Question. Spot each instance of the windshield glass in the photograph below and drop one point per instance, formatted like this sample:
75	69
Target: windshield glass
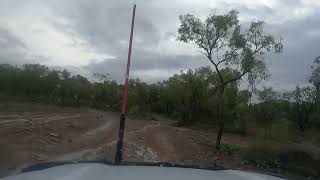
221	83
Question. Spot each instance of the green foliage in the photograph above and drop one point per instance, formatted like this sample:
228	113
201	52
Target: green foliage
135	111
261	155
227	47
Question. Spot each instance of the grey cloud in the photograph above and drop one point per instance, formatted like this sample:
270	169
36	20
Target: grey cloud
105	24
146	61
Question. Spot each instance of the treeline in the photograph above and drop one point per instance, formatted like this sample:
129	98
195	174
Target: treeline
190	97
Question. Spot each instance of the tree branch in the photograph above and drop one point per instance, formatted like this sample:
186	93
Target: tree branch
236	78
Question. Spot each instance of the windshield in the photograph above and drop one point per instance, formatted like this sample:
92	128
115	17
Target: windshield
221	83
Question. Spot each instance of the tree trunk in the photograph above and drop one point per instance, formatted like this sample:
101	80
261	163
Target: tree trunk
220	118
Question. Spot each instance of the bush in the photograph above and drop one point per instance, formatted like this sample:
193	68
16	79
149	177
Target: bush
260	155
135	111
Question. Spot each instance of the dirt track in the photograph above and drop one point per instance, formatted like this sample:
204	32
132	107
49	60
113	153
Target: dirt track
85	134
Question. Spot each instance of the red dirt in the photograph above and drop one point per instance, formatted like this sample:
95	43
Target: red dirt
57	134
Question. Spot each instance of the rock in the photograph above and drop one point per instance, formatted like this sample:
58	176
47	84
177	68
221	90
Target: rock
40	157
54	134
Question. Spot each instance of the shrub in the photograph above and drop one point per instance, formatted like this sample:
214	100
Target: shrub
135	111
260	155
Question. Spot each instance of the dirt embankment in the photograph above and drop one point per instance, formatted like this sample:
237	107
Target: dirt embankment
58	134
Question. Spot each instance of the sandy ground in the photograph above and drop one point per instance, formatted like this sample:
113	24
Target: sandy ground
58	134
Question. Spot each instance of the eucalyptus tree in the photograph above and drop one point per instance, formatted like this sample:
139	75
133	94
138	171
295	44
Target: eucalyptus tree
225	44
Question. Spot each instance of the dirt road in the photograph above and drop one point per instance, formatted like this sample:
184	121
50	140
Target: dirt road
56	134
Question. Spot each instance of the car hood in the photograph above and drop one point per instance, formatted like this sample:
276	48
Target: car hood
95	171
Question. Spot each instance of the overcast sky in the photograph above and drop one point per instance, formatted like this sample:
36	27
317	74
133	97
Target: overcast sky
92	35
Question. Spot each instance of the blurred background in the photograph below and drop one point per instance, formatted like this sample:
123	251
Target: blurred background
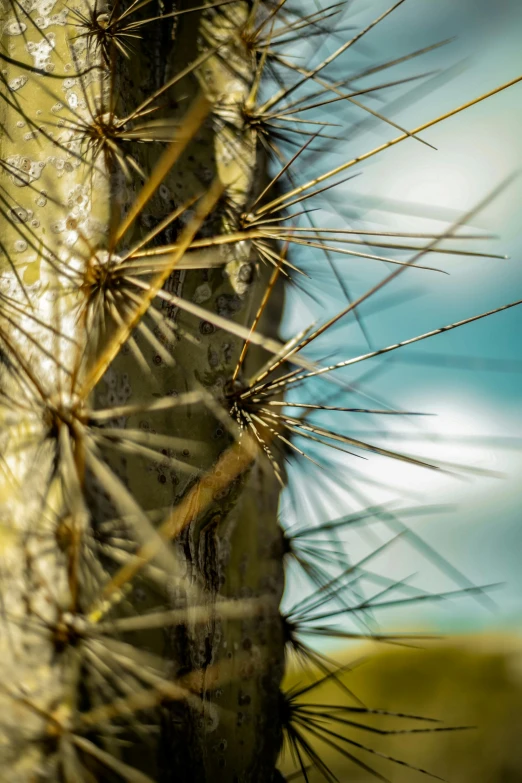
468	380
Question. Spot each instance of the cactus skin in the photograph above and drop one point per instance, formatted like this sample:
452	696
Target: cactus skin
78	502
68	203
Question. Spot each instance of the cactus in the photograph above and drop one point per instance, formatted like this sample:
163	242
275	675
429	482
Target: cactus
144	426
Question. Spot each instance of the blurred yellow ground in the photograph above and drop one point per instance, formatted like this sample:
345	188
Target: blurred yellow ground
463	681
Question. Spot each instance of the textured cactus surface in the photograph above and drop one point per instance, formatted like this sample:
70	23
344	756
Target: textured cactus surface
144	428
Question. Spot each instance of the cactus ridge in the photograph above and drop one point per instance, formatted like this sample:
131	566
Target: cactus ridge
157	200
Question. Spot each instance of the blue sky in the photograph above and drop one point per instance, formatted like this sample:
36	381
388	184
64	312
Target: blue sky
415	188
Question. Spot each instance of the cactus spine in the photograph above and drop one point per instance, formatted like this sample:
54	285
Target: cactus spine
142	560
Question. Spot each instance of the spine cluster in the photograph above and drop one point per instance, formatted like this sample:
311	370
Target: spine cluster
155	201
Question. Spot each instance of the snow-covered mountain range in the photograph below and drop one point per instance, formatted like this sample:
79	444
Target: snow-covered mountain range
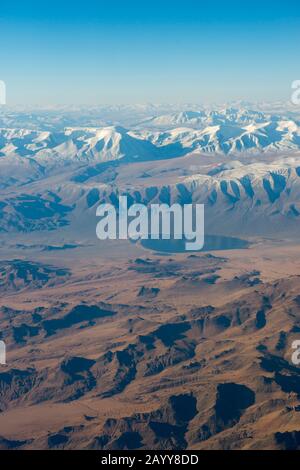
244	165
226	131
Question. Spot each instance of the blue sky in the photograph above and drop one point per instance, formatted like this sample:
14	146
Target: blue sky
94	52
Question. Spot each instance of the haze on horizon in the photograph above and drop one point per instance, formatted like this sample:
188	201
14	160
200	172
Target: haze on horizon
61	53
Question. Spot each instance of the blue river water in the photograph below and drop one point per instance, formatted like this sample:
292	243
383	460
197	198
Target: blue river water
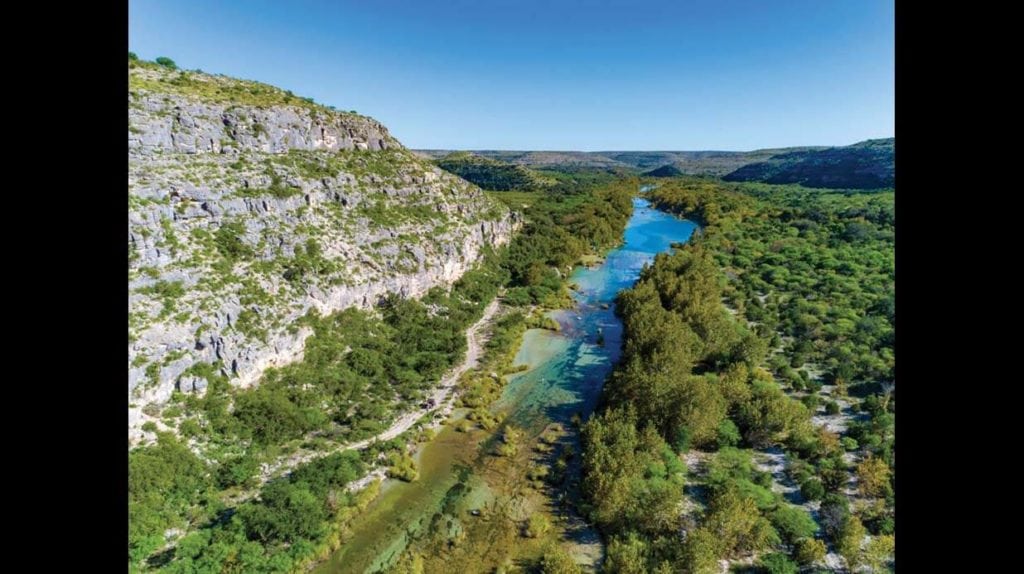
566	372
569	367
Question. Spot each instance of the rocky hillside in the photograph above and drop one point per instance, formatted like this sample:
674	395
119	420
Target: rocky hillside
250	207
867	165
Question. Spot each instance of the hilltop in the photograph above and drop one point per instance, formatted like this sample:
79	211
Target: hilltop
251	208
493	174
866	165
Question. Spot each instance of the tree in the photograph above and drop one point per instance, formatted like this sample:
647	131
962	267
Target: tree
850	541
812	489
537	526
879	552
778	563
700	552
872	477
627	556
793	523
810	550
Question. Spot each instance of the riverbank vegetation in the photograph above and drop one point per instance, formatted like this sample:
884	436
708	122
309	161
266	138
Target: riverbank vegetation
731	343
359	369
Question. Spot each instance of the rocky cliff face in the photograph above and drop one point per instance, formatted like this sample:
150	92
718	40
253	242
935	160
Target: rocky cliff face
249	208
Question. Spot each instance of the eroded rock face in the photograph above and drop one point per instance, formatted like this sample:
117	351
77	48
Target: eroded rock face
244	218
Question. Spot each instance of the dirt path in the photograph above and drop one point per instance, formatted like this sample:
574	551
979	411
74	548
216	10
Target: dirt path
442	397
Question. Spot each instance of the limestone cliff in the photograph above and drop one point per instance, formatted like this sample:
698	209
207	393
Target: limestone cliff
249	207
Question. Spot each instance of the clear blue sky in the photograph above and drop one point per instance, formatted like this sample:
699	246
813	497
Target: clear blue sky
581	75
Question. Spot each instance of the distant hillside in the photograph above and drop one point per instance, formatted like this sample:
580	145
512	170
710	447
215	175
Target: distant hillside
867	165
538	160
492	174
689	163
665	171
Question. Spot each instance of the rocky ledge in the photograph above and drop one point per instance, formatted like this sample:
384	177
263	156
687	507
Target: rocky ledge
249	208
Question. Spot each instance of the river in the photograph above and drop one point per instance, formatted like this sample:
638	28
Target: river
466	512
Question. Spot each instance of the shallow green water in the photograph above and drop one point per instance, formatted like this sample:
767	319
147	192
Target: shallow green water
567	371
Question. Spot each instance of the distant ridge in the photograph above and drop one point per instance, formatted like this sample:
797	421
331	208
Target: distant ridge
866	165
665	171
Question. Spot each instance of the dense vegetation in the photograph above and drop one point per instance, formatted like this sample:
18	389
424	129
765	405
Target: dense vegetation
694	377
359	370
867	165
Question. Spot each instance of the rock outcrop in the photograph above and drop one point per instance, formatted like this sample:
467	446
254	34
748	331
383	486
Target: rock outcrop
250	207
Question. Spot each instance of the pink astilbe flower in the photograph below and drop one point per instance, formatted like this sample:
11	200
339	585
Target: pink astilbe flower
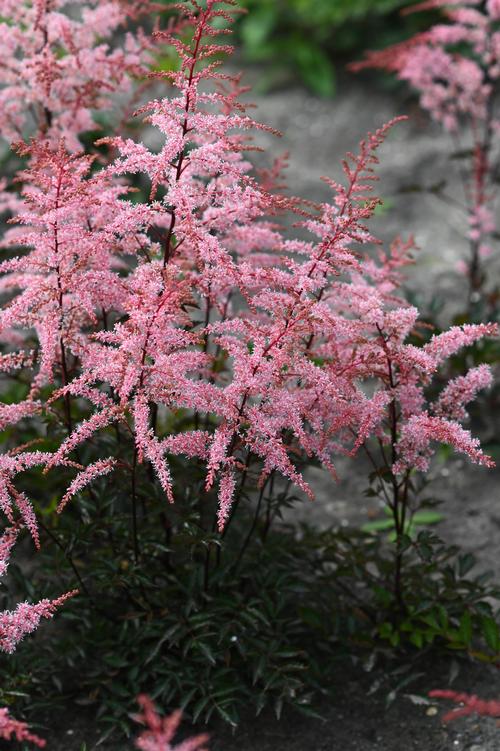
7	541
419	431
160	731
16	624
462	390
60	66
97	469
472	704
11	729
455	66
195	300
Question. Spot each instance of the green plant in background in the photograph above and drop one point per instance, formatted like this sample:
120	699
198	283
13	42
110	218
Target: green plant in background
304	37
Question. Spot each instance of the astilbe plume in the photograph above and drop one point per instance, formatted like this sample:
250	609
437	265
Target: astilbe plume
455	66
11	729
289	370
472	704
16	624
160	731
59	67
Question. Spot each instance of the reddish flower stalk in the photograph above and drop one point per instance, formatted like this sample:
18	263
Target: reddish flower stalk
472	705
458	89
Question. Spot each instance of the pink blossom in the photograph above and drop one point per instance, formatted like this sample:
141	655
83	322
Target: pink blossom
15	729
472	705
16	624
462	390
420	430
160	731
97	469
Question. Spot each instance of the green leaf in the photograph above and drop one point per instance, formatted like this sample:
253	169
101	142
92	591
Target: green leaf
465	628
378	526
490	631
315	68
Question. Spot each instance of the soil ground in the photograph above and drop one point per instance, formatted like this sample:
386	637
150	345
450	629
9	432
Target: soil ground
317	134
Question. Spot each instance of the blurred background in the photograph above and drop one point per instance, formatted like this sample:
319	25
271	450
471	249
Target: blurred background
312	40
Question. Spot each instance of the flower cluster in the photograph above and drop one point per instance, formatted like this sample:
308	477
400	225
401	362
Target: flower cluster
471	705
160	731
455	66
278	347
16	624
15	729
59	67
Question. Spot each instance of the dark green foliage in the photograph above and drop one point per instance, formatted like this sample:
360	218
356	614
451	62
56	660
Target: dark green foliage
305	38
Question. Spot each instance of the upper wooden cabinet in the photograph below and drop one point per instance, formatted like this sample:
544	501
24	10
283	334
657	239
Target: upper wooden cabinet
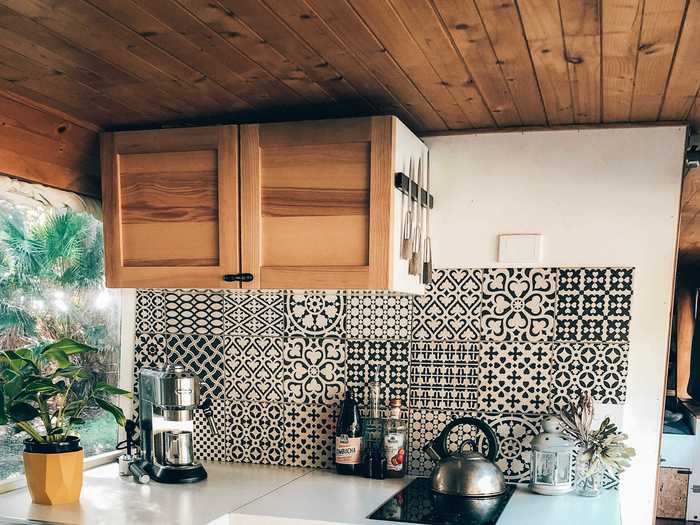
170	206
317	205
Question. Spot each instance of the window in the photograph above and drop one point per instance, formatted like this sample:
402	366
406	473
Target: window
52	286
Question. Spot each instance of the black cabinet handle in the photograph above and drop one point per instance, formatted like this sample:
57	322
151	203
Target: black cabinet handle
238	277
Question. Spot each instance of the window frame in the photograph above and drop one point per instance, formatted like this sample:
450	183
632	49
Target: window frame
126	381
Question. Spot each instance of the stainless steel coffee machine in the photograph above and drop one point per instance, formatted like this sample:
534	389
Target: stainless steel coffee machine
168	398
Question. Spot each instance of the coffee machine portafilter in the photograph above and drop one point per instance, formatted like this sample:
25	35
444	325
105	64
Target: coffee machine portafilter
168	398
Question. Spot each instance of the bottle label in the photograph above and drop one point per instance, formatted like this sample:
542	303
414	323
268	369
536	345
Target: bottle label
348	451
395	451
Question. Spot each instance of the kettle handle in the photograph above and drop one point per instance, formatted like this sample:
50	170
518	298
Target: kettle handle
440	443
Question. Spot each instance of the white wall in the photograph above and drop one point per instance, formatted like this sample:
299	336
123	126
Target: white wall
605	197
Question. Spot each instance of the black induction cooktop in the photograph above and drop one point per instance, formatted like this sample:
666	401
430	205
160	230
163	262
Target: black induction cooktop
417	503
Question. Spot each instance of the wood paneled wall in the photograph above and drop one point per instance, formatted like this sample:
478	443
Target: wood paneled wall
42	146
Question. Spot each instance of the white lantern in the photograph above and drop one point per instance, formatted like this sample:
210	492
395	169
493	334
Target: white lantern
553	456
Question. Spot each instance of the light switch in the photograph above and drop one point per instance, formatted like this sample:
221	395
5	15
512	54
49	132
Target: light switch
520	248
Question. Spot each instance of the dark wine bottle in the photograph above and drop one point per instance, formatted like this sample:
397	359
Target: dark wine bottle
348	437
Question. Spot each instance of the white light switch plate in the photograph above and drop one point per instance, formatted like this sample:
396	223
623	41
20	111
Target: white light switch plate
520	248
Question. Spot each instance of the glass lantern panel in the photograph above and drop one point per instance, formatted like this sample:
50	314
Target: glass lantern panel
545	463
564	467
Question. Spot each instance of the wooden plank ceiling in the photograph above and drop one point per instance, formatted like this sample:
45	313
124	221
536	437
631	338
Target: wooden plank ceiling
438	64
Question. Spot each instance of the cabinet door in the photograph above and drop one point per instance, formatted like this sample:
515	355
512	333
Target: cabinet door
170	202
316	203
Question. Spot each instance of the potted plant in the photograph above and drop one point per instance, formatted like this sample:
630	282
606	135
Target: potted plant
599	450
45	392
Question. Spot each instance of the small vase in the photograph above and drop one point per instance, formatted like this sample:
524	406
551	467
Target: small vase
589	479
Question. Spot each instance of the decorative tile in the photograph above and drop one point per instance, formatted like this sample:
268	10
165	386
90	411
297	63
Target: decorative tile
314	369
514	433
600	368
519	304
315	314
254	368
444	376
194	312
254	313
515	377
373	315
204	356
257	432
150	315
209	446
309	435
451	307
593	304
389	357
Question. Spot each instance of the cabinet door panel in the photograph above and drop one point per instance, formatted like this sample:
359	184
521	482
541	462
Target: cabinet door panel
313	196
171	215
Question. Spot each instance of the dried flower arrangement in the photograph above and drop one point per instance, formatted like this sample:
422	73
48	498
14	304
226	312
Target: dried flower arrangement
602	449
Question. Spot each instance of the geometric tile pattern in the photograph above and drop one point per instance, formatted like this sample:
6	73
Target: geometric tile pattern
309	435
203	355
314	369
372	315
444	376
387	358
593	304
504	344
451	307
315	314
194	312
519	304
255	314
600	368
257	432
150	314
515	376
254	368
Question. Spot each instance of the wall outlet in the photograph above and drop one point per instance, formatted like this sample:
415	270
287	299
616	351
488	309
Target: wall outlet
520	248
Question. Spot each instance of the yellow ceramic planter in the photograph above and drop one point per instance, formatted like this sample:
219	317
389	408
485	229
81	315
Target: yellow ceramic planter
54	478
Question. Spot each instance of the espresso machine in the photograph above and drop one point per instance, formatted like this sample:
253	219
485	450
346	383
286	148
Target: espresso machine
168	398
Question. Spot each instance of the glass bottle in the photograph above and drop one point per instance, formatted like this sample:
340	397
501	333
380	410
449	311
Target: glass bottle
348	437
395	439
373	465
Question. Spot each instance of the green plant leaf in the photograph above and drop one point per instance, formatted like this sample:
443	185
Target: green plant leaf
22	412
113	409
69	347
104	388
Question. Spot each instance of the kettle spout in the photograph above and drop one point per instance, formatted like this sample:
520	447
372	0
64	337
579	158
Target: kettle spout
432	452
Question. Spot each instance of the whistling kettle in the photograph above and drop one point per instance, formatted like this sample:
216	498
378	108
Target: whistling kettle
466	473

★ ★ ★ ★ ★ ★ ★

STATED TASK » Please quote exactly the lines from the one containing "Question. Spot each instance of the glass bottle" through the last line of the records above, both included, and nothing else.

EXERCISE RESPONSE »
Question. Spot each instance of the glass bottle in the photograph above and drop one point per instance, formatted like this sample:
340	397
501	333
380	410
449	311
Target: glass bottle
348	437
395	439
373	465
Question. Spot each instance of the green plant leaf in the photograph above and drop one point per instance, formatted like this sample:
443	185
Target: green plant leaf
22	412
113	409
69	347
104	388
Question. Spot each instance of the kettle spout in the photograph above and drop one point per instance, formatted like this sample:
520	447
372	0
64	337
579	158
Target: kettle spout
432	452
Question. Spot each instance of the whistling kettle in the photograph above and drop one point per instance, formatted like this sample:
216	498
378	108
Target: whistling kettle
466	473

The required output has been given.